>> Start Excerpted data

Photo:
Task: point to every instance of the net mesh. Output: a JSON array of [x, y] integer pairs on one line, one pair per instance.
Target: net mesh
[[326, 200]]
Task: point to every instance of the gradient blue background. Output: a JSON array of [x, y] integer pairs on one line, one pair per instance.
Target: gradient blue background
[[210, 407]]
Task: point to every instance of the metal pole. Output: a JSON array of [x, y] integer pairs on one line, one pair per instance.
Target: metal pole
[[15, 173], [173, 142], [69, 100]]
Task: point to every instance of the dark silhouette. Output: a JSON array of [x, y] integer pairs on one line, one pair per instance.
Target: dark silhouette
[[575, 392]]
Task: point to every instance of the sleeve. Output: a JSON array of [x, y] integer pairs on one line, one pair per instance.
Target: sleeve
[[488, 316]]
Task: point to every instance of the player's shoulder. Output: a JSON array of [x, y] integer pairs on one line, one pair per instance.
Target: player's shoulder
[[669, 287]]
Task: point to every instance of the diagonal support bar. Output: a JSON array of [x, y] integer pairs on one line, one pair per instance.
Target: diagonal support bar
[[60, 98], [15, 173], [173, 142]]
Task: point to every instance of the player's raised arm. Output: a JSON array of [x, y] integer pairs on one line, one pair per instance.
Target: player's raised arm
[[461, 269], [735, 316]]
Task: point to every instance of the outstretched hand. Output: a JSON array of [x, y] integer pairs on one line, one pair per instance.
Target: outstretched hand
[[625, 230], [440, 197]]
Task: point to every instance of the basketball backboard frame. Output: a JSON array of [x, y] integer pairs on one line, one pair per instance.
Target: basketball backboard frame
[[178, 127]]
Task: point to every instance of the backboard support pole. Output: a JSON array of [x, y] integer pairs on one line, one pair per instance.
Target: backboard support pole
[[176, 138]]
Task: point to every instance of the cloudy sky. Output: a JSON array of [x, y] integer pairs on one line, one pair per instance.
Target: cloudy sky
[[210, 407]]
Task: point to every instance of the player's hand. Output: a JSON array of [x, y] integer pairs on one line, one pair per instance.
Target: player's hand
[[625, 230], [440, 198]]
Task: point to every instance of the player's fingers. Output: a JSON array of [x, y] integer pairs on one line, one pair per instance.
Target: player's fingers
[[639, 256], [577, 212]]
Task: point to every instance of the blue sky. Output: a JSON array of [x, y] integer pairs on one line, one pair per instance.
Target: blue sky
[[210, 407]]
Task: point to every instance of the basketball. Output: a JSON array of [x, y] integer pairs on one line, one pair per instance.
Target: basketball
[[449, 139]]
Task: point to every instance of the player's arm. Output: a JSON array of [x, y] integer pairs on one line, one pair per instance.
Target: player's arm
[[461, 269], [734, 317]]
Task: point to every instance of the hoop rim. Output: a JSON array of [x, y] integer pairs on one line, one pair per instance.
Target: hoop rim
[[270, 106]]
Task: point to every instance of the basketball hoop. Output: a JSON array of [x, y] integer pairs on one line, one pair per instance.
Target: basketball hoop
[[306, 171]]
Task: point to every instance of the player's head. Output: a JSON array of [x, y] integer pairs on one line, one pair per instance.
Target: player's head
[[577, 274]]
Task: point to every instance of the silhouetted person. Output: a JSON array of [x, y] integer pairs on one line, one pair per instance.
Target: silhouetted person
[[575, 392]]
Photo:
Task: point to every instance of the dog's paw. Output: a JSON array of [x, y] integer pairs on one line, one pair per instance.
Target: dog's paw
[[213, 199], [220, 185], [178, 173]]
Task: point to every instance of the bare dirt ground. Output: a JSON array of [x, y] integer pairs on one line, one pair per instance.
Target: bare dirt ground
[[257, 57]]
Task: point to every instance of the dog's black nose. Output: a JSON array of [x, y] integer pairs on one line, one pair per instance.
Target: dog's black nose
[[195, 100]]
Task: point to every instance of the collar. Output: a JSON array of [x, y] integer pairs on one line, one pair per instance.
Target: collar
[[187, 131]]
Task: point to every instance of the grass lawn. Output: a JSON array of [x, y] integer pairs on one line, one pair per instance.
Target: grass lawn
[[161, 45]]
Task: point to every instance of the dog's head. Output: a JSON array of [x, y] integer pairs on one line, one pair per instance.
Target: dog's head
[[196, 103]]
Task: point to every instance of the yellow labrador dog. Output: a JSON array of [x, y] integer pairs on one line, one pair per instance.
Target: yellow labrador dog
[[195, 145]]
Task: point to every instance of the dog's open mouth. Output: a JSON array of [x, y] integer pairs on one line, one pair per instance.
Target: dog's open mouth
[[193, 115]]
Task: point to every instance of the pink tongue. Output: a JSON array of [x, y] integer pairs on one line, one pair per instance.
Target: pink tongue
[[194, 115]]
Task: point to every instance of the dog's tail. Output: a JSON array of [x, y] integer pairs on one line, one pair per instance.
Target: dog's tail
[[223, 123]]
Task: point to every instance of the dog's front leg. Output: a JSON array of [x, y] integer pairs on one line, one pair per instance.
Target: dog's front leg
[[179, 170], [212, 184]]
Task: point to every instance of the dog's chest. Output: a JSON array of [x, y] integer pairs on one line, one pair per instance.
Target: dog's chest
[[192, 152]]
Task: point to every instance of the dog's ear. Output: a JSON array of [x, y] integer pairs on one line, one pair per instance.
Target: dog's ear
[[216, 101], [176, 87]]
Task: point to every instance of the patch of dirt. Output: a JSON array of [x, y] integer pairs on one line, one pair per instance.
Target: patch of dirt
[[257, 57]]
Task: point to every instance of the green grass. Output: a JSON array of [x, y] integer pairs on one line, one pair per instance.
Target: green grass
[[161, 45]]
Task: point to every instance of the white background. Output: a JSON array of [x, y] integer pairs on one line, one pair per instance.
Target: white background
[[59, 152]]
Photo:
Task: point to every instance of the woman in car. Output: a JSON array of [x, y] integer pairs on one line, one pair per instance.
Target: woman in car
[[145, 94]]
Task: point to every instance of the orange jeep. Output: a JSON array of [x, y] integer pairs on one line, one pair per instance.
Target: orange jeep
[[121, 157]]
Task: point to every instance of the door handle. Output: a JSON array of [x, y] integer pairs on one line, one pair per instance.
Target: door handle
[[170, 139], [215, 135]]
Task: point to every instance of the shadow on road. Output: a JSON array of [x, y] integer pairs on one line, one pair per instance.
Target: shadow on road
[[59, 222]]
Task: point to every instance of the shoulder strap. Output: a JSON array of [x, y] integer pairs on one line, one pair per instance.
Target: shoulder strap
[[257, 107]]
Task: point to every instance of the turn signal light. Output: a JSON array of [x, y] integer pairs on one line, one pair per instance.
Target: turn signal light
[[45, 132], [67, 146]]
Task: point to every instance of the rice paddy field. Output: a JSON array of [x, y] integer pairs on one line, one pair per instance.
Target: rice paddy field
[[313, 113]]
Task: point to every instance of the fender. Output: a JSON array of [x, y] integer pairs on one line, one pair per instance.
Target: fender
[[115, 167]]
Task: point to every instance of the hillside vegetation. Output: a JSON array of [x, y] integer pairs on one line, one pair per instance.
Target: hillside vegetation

>> End Excerpted data

What you have to do
Write the entries again, exactly as they stand.

Full answer
Photo:
Task: point to every instance of the net mesh. Output: a JSON array of [x, y] integer pairs on one line, one pair per instance.
Target: net mesh
[[326, 200]]
Task: point to every instance of the gradient blue background. Output: a JSON array of [x, y] integer pairs on one line, one pair per instance.
Target: gradient blue background
[[210, 407]]
Task: point to every instance of the metal pole. Output: a JSON array of [x, y] integer pairs on one line, one pair per instance.
Target: metal pole
[[15, 173], [173, 142], [69, 100]]
Task: point to every instance of the dark silhouette. Output: a JSON array of [x, y] integer pairs on one line, one pair per instance.
Target: dark silhouette
[[575, 392]]
Task: point to every instance of the sleeve. Output: a JSON array of [x, y] integer pairs on one line, one pair per instance.
Target: sleeve
[[488, 316]]
Task: point to every instance of the player's shoulder. Output: a JSON array of [x, y] integer pairs on one line, one pair per instance.
Target: player's shoulder
[[669, 287]]
Task: point to every instance of the diagonal support bar. Output: a JSON array of [x, y] integer pairs on one line, one pair per instance.
Target: diagonal support bar
[[60, 98], [15, 173], [173, 142]]
Task: point to every instance of the player's raised arm. Output: a JSON array of [x, y] integer pairs on one line, one pair per instance.
Target: player's raised arm
[[461, 269], [735, 316]]
Task: point to every instance of the outstretched hand. Output: a JSON array of [x, y] integer pairs on one line, one pair per instance.
Target: outstretched hand
[[625, 230], [440, 197]]
Task: point to every instance of the basketball backboard frame. Output: a JSON array of [x, y] integer pairs on one line, one pair per instance.
Target: basketball backboard frame
[[178, 127]]
Task: point to every instance of the backboard support pole. Output: a JSON array of [x, y] integer pairs on one line, one pair per instance.
Target: backboard support pole
[[176, 138]]
Task: point to every instance of the cloudy sky. Output: a JSON array of [x, y] integer pairs on one line, one pair per instance.
Target: cloudy sky
[[210, 407]]
Task: point to every instance of the player's hand. Output: a JSON array of [x, y] integer pairs on one line, one pair per instance.
Target: player's hand
[[625, 230], [440, 198]]
Task: point to every instance of the player's fingers. Output: a JSON array of [x, y] integer pairs on one line, one pair per instance.
Target: player's fingers
[[639, 256], [577, 212]]
Task: point to every instance of the blue sky. Output: a JSON array of [x, y] integer pairs on one line, one pair per instance.
Target: blue sky
[[210, 407]]
Task: point to every instance of the basketball. Output: a JSON array of [x, y] integer pairs on one line, one pair per instance.
Target: basketball
[[449, 139]]
Task: point to every instance of the player's arm. Output: a JSON array of [x, y] integer pairs on one line, one pair per instance.
Target: player's arm
[[461, 269], [734, 317]]
Task: point to every instance of the hoop rim. Output: a JSON array of [x, y] integer pairs on one line, one pair per instance.
Target: hoop rim
[[270, 106]]
Task: point to every instance of the basketball hoop. Output: a JSON array of [x, y] integer pairs on one line, one pair per instance.
Target: basketball hoop
[[306, 171]]
Task: point to every instance of the player's head. Output: a JSON array of [x, y] integer pairs on one line, one pair per instance.
Target: player's head
[[577, 274]]
Task: point to every instance of the silhouetted person. Output: a JSON array of [x, y] integer pairs on one line, one pair per instance.
Target: silhouetted person
[[575, 392]]
Photo:
Task: point to every instance of the dog's paw. Output: a JSON array of [x, y] integer pairs on one line, one pair per instance.
Target: dog's paw
[[213, 199], [220, 185], [178, 173]]
Task: point to every instance of the bare dirt ground. Output: a JSON array of [x, y] integer pairs on one line, one pair per instance.
Target: bare dirt ground
[[257, 57]]
Task: point to every instance of the dog's black nose. Output: a JSON array of [x, y] integer pairs on one line, one pair per instance.
Target: dog's black nose
[[195, 100]]
Task: point to every instance of the collar. Output: a JSON array of [x, y] integer pairs on one line, one pair per instance.
Target: collar
[[187, 131]]
Task: point to every instance of the grass lawn. Output: a JSON array of [x, y] integer pairs on one line, one pair per instance.
Target: grass lawn
[[161, 45]]
Task: point to every instance of the dog's head. Output: a JSON array of [x, y] integer pairs on one line, one pair per instance.
Target: dog's head
[[196, 103]]
Task: point to every instance of the yellow labrador dog. Output: a JSON array of [x, y] integer pairs on one line, one pair per instance.
Target: yellow labrador dog
[[195, 145]]
Task: point to every instance of the dog's open mouth. Output: a JSON array of [x, y] integer pairs on one line, one pair per instance.
Target: dog's open mouth
[[193, 115]]
Task: point to every instance of the pink tongue. Output: a JSON array of [x, y] integer pairs on one line, one pair per instance.
Target: pink tongue
[[194, 115]]
Task: point to every instance of the dog's tail. Output: a JSON array of [x, y] integer pairs on one line, one pair per instance.
Target: dog's tail
[[223, 123]]
Task: point to every instance of the dog's front leg. Output: a JSON array of [x, y] integer pairs on one line, one pair per instance.
Target: dog's front leg
[[179, 170], [212, 184]]
Task: point to every instance of the dog's chest. Output: a JSON array of [x, y] integer pairs on one line, one pair per instance.
Target: dog's chest
[[192, 152]]
Task: point to every instance of the dog's ear. Output: a JSON array of [x, y] integer pairs on one line, one pair per instance.
Target: dog's ear
[[216, 101], [176, 87]]
Task: point to every instance of the patch of dirt. Output: a JSON array of [x, y] integer pairs on one line, one pair per instance.
Target: patch of dirt
[[257, 57]]
Task: point to every instance of the green grass. Output: a JSON array of [x, y] integer pairs on one line, one pair per instance.
Target: green grass
[[161, 45]]
Task: point to every instance of the white background. Output: a JSON array of [x, y] integer pairs on one line, one pair per instance.
Target: white background
[[59, 152]]
Photo:
Task: point to every instance of the woman in car. Output: a JSON array of [x, y] integer pairs on one line, one pair per instance.
Target: woman in car
[[145, 94]]
Task: point to every instance of the orange jeep. Output: a JSON array of [x, y] integer pairs on one line, one pair per instance.
Target: orange jeep
[[121, 157]]
Task: point to every instance of the door handle. Output: a JSON array of [x, y] integer pairs on one line, one pair per instance.
Target: door handle
[[170, 139], [215, 135]]
Task: point to every instance of the shadow on road. Output: a JSON array of [x, y] integer pairs on one line, one pair per instance.
Target: shadow on road
[[59, 222]]
Task: point to every instance of the shoulder strap. Output: a JSON array of [x, y] integer pairs on one line, one pair per instance.
Target: shoulder strap
[[257, 107]]
Task: point to every instance of the turn signal light. Output: a JSON array of [x, y] integer pairs on one line, one pair per instance.
Target: turn signal light
[[45, 132], [67, 146]]
Task: point to every instance of the rice paddy field. Output: a JSON array of [x, y] integer pairs on one line, one pair per instance.
Target: rice paddy field
[[313, 113]]
Task: point to every instance of the fender. Output: a JSON array of [x, y] integer pairs on one line, one pair per instance.
Target: fender
[[115, 167]]
Task: point to every instance of the hillside vegetation. Output: a JSON array of [x, y] integer pairs on one line, one pair per instance.
Target: hillside vegetation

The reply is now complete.